(EXERCISE GOAL):
Return each entry exactly, so that nothing in the data differs from the original.

(DATA EXCERPTS):
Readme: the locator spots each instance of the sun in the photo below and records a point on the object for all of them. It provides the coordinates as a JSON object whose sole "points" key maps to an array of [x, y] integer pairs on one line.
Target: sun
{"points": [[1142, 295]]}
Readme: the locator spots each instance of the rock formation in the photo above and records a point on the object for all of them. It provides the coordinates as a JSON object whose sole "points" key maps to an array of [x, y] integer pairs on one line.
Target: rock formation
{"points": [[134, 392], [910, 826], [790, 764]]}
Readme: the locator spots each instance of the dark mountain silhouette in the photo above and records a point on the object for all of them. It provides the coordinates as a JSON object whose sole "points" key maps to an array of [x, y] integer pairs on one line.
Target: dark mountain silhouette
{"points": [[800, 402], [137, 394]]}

(WORKED SOLUTION):
Readme: the locator spots each instance of the sun in the photo below and records a point on the object for all of them. It provides the coordinates as a JSON object whose sole "points" key maps to an array of [x, y] integer pairs on one line.
Target: sun
{"points": [[1142, 295]]}
Readme: the locator spots each instance of the rock formation in the photo above and records a point on the object for all of them. It provides the coordinates as a JSON object whose sole "points" key maps to an array of [x, y] integer pairs on one line.
Target: rock formation
{"points": [[134, 392], [910, 826], [790, 764]]}
Readme: the locator spots each instance of the dark mountain silhouette in the photo above and records a point on the object for all of them. It provides the coordinates as a JSON object whose sole "points" key maps to an array of [x, y] integer pairs on one line.
Target: dark mountain silhouette
{"points": [[800, 402], [137, 394]]}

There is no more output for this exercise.